Return the listing that follows line for line, with no changes, leaving out the pictures.

Rows from an object pointing dataset:
--------------------
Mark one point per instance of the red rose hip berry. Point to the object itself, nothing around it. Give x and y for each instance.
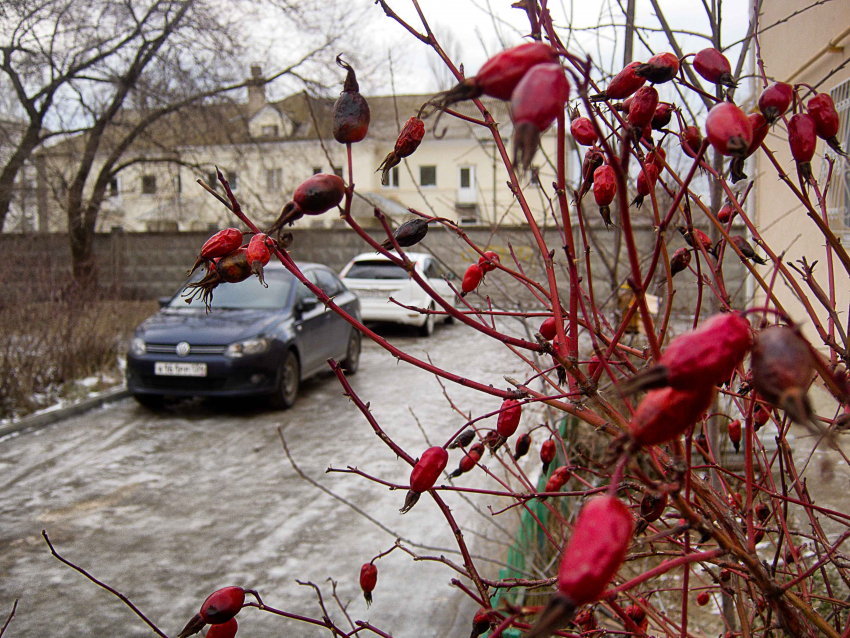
(217, 609)
(547, 453)
(499, 76)
(714, 67)
(604, 190)
(594, 553)
(729, 130)
(823, 111)
(471, 279)
(660, 68)
(624, 84)
(424, 474)
(351, 111)
(583, 132)
(802, 136)
(775, 100)
(538, 99)
(407, 142)
(368, 580)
--------------------
● **CORRECT RESPONSE**:
Mark one point per instance of the red rose hip berry. Point to the object itself, nothing around it. Give x and y for each instance.
(217, 609)
(547, 453)
(499, 76)
(714, 67)
(604, 190)
(594, 553)
(729, 130)
(823, 111)
(471, 279)
(660, 68)
(624, 84)
(424, 474)
(351, 111)
(583, 132)
(802, 136)
(775, 100)
(538, 99)
(407, 142)
(368, 580)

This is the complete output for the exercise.